Assessment of tumor cell invasion using confocal microscopy
The tumor cell invasion was followed using a Nikon Eclipse TE2000-E inverted confocal microscope with perfect focus system one hour after implantation as well as three and six days after implantation. The software EZ-C1 (Nikon) was used for obtaining confocal z-stacks. Images were taken every 20 μm down through the co-culture, visualizing invasive tumor cells in the individual layers (Figure 1A-E). The images in the z-stack were superimposed into one image (Figure 1F). Hereafter the total tumor cell invasion was assessed using the program EZ-C-1 FreeViewer (Nikon). Invasive tumor cells were counted in a zone of 200 μm around the spheroid, and the diameter of the spheroids was estimated (Figure 2).
Figure 1.
Tumor cell invasion was followed over time using confocal microscopy. Images were taken every 20 μm down through the co-culture, visualizing invasive tumor cells in the individual layers (A-E). When investigating the individual images in the z-stack obtained from glioblastoma-1 at day 6, invading cells were seen in almost all layers (A-E) with only few invading cells at the top (A) and at the bottom (E) of the spheroids suggesting pronounced tumor cell invasion inside the brain slice cultures (B-D). The images in the z-stack were superimposed into one image (F), visualizing all invasive tumor cells. Scalebar 100 μm.
Figure 2.
The images in the confocal z-stacks were superimposed into one image, visualizing all invasive tumor cells. Hereafter the total tumor cell invasion was assessed using the program EZ-C1 FreeViewer (Nikon). Invasive tumor cells were counted in a 200 μm zone around the spheroid, and the diameter of the spheroids was estimated.
Immunohistochemistry
At the end of the experiment, the co-cultures were fixed, paraffin-embedded and sections of 3 μm were cut using a microtome. One section was used for hematoxylin eosine staining and the adjacent sections were used for immunohistochemical (IHC) staining. The IHC staining was performed on a Dako autostainer, Universal Staining System. Paraffin sections were deparaffinised and heat-induced epitope retrieval was performed in a T-EG buffer (10 mmol/L Trisbase and 0.5 mmol/L EGTA). After blocking of endogenous peroxidase using 1.5% hydrogen peroxide (H2O2), the sections were incubated for 60 minutes with antibodies against Vimentin (Nordic Biosite, 1 + 200), Ki67 (Dako, 1 + 200), Sox2 (R&D Systems, 1 + 400), Bmi-1 (Upstate, 1 + 400), and nestin (R&D Systems, 1 + 3000). Detection was performed using EnVision (Dako) and diaminobenzidine (DAB) as chromogene. CD133 staining was performed as described in Christensen et al. [37]. Finally, the sections were counterstained with Mayer’s hematoxylin and cover slips were mounted with Aquatex.

◆ Supplied material ◆
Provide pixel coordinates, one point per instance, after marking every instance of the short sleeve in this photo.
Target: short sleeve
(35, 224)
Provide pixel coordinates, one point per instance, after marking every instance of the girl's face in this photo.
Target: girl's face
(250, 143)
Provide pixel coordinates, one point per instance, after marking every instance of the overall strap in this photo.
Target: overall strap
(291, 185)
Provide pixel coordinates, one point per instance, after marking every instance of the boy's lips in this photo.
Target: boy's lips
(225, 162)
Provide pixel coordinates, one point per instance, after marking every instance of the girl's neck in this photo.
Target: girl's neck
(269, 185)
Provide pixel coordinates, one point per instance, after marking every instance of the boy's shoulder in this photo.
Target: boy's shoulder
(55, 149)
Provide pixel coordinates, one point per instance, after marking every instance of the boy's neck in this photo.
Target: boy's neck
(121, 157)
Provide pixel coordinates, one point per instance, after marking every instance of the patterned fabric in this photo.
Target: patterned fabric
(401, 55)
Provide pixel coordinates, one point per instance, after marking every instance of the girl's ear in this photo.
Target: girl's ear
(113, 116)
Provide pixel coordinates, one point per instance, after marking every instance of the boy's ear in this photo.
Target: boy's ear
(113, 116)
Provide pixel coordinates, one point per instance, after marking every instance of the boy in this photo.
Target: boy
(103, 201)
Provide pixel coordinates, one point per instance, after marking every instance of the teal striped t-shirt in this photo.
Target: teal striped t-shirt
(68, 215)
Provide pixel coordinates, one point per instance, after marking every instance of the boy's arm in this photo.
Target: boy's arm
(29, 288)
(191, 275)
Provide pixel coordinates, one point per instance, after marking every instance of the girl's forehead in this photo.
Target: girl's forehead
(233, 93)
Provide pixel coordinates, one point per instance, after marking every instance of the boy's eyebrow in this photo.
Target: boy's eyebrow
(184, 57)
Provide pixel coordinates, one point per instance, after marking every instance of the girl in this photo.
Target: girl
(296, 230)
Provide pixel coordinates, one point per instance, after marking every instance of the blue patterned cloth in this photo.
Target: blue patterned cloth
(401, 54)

◆ Exercise description ◆
Decide whether each statement agrees with the text on tumor cell invasion, and support each yes or no with the deciding words quoted from it. 1. Confocal images were taken every 20 μm down through the co-culture. 2. The paraffin-embedded co-cultures were cut into sections of 5 μm. 3. Before detection, the sections were incubated with the antibodies for 30 minutes.

◆ Solution ◆
1. Yes: "Images were taken every 20 μm down through the co-culture"
2. No: "sections of 3 μm were cut using a microtome"
3. No: "the sections were incubated for 60 minutes with antibodies"